▸ **Exercise A**:
Where does the festival announcement say the Jeongwol Daeboreum Festival will be held?
▸ **Exercise B**:
Extend the Daeboreum festival announcement, picking up right after its last sentence.

▸ **Study text**:
- - - - - - -

The Seoul Metropolitan Government (SMG) announced to host the Jeongwol Daeboreum Festival at Namsangol Hanok Village to celebrate the first full moon of the new year for two days from Sat, Feb. 4 to Sun, Feb. 5 after a four-year hiatus since 2019 due to the pandemic.
The festival will start at 10 AM on Sat, Feb. 4 to welcome Ipchun (lit. “onset of spring”), the first of 24 seasonal divisions that make up the lunar calendar, with select public participants hanging the ipchuncheop—calligraphy banners with greetings of good wishes and health for spring—on the front gate of Namsangol Hanok Village.
The festival will continue the following day starting at 2 PM on Sun, Feb. 5 to celebrate Jeongwol Daeboreum with visitors. The city will install a wish tree for citizens to write and hang up their wishes as well as hold the customary bureom-kkaegi event where participants can crack a sundry of nuts (i.e. peanuts, walnuts, pine nuts, chestnuts, ginkgo nuts) to wish for good luck and health for the coming year.

- - - - - - -

Dataset items
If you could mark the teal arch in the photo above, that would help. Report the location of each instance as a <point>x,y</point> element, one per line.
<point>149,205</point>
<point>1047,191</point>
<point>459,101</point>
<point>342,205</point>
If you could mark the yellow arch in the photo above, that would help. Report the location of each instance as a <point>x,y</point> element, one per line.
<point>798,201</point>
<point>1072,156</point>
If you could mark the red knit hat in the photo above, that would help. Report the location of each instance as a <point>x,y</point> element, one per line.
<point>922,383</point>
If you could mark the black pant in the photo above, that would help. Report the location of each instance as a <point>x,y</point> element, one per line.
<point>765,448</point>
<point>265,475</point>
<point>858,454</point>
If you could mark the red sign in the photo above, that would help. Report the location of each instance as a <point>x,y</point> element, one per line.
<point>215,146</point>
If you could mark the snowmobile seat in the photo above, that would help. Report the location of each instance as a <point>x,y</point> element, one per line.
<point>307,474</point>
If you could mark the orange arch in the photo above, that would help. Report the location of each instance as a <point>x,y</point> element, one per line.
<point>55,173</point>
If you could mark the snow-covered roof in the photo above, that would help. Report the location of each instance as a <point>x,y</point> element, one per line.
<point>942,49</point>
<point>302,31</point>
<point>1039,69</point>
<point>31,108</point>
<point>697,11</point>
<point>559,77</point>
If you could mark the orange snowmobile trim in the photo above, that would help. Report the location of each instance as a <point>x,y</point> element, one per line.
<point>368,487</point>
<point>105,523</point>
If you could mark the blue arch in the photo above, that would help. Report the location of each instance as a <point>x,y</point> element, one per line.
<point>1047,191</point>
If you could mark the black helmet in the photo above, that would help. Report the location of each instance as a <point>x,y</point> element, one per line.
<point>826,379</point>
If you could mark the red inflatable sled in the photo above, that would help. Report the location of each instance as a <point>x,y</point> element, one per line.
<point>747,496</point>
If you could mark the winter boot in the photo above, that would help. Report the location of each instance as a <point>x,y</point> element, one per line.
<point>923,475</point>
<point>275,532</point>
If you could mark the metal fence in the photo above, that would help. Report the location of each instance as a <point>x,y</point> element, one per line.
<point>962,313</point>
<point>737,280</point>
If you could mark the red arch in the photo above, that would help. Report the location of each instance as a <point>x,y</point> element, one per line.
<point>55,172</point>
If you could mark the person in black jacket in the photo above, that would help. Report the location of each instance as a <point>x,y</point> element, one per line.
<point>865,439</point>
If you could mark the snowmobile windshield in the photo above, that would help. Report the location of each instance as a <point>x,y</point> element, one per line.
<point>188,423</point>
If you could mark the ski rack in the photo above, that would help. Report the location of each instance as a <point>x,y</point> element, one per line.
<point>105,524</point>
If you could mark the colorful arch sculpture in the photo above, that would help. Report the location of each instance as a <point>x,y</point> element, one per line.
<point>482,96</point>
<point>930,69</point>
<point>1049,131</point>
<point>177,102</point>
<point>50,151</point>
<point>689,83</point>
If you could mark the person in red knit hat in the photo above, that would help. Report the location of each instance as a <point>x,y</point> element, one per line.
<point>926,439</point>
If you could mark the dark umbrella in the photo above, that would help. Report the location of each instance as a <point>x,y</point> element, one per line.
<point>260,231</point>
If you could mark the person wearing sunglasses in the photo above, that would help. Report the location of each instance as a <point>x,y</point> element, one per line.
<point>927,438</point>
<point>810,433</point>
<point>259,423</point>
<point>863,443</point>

- - - - - - -

▸ **Response area A**:
At Namsangol Hanok Village.

▸ **Response area B**:
Then starting at 6 PM, the dance and percussion troupe Gwanggaeto Samulnori will put on an exciting performance that combines traditional Korean percussion with breakdancing. This program will be full of drumming, dancing, marching, and singing to not only entertain visitors, but also wish for happiness and health during the new year.
After the performance, the festival will culminate with the symbolic daljip-burning event starting at 6:30 PM where a collection of wishes written by visitors since last year’s winter solstice event will be set on fire in a pile of pine branches to burn away bad luck and pray for domestic tranquility with hopes of their wishes flying up into the sky.
Seoul is inviting the public to this year’s Jeongwol Daeboreum Festival at Namsangol Hanok Village to celebrate the annual event and directly experience seasonal customs all the while wishing for good luck in 2023.